→ Task details:
Can you quote the rows below word for word, starting at the first row and ending at the row that contains "(1196, 461)"?

→ Data for processing:
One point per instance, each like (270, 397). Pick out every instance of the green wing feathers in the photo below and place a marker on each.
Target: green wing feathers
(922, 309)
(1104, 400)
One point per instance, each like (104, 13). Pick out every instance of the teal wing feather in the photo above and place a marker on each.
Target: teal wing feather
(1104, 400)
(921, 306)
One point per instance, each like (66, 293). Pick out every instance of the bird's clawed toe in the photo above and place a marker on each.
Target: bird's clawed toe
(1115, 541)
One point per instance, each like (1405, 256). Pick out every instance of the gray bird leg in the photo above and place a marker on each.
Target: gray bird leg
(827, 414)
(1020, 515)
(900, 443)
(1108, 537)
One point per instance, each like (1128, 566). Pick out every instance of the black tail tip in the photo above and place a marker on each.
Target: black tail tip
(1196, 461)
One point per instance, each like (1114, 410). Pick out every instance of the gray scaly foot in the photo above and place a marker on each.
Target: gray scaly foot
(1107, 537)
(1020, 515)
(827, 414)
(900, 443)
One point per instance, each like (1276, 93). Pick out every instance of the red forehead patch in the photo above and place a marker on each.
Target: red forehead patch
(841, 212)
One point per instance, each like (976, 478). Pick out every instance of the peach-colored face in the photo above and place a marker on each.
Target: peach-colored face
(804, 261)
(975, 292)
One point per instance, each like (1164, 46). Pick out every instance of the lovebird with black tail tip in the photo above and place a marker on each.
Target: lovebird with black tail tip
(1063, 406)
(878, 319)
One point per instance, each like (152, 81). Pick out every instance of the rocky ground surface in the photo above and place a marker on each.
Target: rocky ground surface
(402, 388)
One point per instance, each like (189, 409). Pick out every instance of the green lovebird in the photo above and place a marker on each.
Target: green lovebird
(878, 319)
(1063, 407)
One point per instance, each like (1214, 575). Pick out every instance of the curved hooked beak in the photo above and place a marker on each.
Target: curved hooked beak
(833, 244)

→ Written solution:
One point per instance, each like (270, 397). Pick out every instance of the green wing feathers in the photo below and place a marker on each.
Target: green wing feathers
(922, 309)
(1104, 400)
One point per instance, each like (104, 13). Pick out every instance of the teal wing feather in the photo above and place a marker on each.
Target: teal wing feather
(1104, 400)
(921, 306)
One point per instance, each like (66, 293). Pick out every instance of the bird's clawed toe in the photo above and place a marker on each.
Target: bird's clawed toe
(1115, 541)
One point per instance, each like (1405, 256). Pick out every instance of the gray bird leg in the photo above and place a marker on each.
Target: gray bird leg
(827, 414)
(1020, 515)
(900, 443)
(1108, 537)
One point per instance, each like (1128, 566). Pick out every instance of the black tail tip in the photo above and place a marker on each.
Target: black tail tip
(1196, 461)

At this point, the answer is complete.